# Start of Records

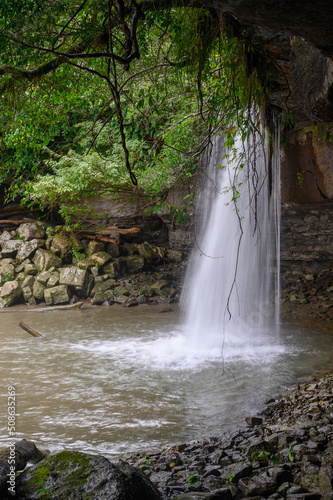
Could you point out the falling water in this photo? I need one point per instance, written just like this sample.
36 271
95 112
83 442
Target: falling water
232 286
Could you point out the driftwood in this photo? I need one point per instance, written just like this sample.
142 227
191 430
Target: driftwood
95 237
50 308
30 330
15 222
21 452
107 232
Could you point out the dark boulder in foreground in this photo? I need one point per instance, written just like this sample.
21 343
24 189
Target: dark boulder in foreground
73 475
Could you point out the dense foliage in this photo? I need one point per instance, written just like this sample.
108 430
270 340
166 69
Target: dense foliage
104 97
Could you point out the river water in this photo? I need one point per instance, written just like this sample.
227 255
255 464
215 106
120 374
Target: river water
111 380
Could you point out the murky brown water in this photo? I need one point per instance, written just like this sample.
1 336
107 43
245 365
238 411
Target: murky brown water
114 380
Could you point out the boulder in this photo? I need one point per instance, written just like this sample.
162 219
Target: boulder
7 273
43 277
28 295
10 248
95 246
112 269
113 249
61 246
121 290
57 295
86 264
32 230
71 475
5 236
131 249
135 264
30 269
28 281
54 279
76 243
26 250
77 278
101 258
38 290
10 293
24 451
103 286
149 253
101 297
174 256
44 260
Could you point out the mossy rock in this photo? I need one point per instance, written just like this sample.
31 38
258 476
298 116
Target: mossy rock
74 475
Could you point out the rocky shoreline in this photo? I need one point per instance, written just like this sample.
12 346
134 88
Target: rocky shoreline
287 452
36 268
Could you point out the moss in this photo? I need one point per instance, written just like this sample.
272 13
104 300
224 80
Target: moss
40 475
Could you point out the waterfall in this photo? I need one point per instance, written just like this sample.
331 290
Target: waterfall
232 283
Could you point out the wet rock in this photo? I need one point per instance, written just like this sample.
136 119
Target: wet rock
43 277
25 451
76 243
319 482
28 295
30 268
5 236
7 273
58 295
258 485
130 303
149 253
32 230
234 472
26 250
113 249
76 278
174 256
101 297
135 264
10 248
95 246
130 249
254 420
75 475
101 258
53 280
38 290
44 260
112 269
61 246
10 294
86 264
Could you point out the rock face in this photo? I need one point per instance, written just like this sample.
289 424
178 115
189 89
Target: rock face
49 270
312 21
75 475
307 260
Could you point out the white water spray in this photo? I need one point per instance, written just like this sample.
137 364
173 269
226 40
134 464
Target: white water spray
231 289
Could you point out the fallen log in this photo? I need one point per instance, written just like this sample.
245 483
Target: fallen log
95 237
16 222
21 453
30 330
42 309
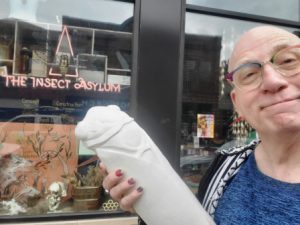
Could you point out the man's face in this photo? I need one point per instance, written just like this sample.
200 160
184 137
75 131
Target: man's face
274 106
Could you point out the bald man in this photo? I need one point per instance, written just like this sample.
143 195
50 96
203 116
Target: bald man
258 183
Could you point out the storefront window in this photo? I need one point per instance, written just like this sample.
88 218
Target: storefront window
272 8
208 120
58 58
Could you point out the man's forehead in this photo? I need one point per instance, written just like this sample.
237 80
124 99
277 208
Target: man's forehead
260 42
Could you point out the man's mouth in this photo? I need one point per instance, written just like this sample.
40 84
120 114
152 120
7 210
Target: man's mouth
279 102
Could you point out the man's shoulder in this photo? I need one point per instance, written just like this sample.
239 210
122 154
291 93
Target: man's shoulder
234 147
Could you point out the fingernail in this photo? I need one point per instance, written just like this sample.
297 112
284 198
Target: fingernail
131 181
119 173
139 189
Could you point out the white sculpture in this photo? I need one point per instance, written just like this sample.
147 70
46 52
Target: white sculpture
56 190
122 144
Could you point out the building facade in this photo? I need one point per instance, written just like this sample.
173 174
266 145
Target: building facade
161 61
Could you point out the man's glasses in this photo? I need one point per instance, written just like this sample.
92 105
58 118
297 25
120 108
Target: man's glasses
249 76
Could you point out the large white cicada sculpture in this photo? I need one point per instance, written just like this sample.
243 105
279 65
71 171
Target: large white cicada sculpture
122 144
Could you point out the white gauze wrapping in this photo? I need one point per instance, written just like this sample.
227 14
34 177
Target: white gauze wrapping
122 144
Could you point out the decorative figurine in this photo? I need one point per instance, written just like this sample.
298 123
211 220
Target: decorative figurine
122 144
56 190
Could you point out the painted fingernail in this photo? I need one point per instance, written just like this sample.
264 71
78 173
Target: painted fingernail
140 189
131 181
118 173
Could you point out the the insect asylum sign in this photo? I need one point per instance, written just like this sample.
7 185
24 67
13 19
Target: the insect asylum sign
53 83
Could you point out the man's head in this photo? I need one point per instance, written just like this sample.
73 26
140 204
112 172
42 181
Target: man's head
275 101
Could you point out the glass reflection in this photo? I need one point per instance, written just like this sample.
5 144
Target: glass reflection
288 10
208 121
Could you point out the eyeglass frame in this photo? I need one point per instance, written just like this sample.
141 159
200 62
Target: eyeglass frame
229 76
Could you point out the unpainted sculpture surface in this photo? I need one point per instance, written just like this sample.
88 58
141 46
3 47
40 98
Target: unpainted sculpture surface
122 144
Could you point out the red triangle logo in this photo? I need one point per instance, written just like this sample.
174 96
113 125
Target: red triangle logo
64 64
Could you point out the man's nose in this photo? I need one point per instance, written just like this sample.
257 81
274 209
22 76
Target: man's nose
272 80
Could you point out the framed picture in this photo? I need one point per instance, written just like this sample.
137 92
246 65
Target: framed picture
93 67
3 70
205 125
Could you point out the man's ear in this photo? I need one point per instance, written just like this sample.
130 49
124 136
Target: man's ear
235 102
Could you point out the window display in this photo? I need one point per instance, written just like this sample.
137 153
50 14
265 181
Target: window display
209 123
51 73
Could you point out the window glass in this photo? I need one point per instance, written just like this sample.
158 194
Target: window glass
208 121
288 10
58 58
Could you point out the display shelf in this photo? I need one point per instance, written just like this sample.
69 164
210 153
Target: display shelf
37 49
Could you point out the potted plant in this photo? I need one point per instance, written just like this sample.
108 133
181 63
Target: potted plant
86 188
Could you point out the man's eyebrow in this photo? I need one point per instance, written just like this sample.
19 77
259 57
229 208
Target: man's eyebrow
279 47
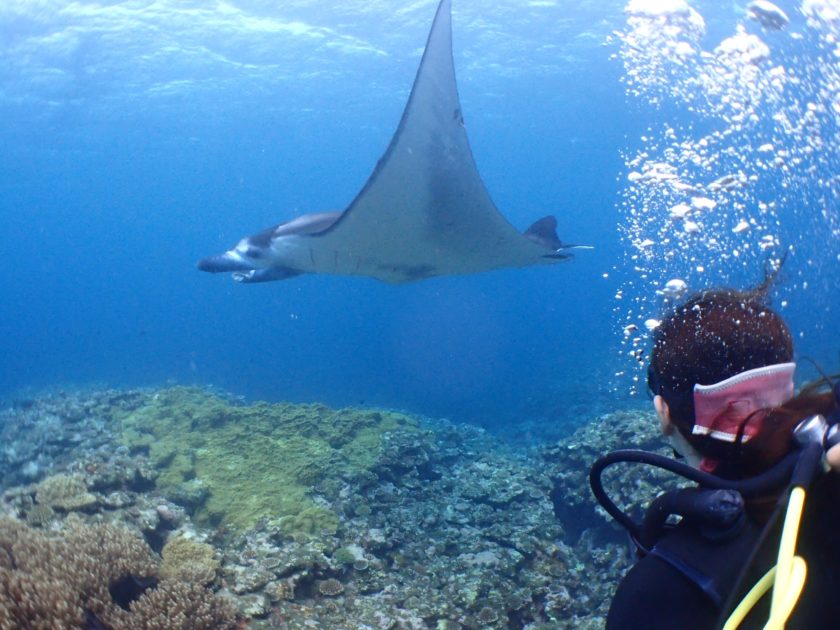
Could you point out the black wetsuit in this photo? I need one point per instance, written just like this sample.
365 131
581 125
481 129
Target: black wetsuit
687 579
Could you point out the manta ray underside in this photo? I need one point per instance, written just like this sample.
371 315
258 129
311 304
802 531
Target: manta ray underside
424 211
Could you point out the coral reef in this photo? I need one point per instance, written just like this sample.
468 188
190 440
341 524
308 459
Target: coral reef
190 560
259 461
303 516
94 574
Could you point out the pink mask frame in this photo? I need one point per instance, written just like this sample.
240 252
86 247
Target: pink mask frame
720 409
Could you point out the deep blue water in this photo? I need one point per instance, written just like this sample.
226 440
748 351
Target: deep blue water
125 159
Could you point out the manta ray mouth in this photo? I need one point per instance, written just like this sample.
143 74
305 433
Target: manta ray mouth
223 262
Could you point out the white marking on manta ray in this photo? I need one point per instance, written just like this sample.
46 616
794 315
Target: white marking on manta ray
423 212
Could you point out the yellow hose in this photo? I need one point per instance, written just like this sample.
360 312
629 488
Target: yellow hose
787 577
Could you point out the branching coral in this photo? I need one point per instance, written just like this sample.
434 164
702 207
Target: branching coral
95 572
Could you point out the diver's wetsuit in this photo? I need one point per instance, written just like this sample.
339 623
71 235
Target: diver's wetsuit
655 594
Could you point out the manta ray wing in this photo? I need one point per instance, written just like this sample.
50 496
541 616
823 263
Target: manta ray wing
425 211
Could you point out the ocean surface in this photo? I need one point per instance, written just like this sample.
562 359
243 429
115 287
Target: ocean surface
682 141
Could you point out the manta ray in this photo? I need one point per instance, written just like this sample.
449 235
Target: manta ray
424 212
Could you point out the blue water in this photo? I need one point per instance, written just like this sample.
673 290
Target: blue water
138 140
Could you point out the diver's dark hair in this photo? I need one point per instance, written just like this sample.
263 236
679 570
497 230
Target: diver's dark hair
713 336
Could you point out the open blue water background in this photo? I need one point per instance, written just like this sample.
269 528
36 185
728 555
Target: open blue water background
139 137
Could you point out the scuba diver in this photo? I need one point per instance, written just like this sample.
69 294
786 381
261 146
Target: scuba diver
721 376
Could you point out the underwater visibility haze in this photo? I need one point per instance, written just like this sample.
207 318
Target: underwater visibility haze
690 144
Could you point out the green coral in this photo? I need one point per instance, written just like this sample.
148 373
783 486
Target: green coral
259 461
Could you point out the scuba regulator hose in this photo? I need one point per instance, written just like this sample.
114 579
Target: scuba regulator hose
796 471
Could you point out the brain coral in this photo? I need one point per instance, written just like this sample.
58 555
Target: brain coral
257 461
185 558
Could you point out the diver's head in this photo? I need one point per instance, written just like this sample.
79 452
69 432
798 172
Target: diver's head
714 336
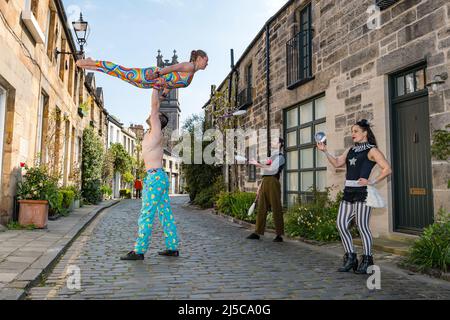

# End of Records

* Instructions to follow: Reproduce the entries from the line with "Could you point out the green" through the end of the entries, replacing "brain coral" with "star coral" and keeping everything else the same. Leave the pictures out.

* Answer to the task:
Could you point out the green coral in this photo? I need one point per instance, written just like this sample.
148 373
783 486
Target: green coral
259 461
Could you point out the scuba regulator hose in this photo? I need one point per instance, written just like this sample.
114 579
Target: scuba regulator hose
796 471
Could you point out the star coral in this photo? I need one point per instance, written just like this sample.
58 555
Target: star coral
257 461
185 558
Could you point out the diver's head in this photo? I need one point per instance, written just like this sample.
79 452
69 432
798 172
Target: diver's head
714 336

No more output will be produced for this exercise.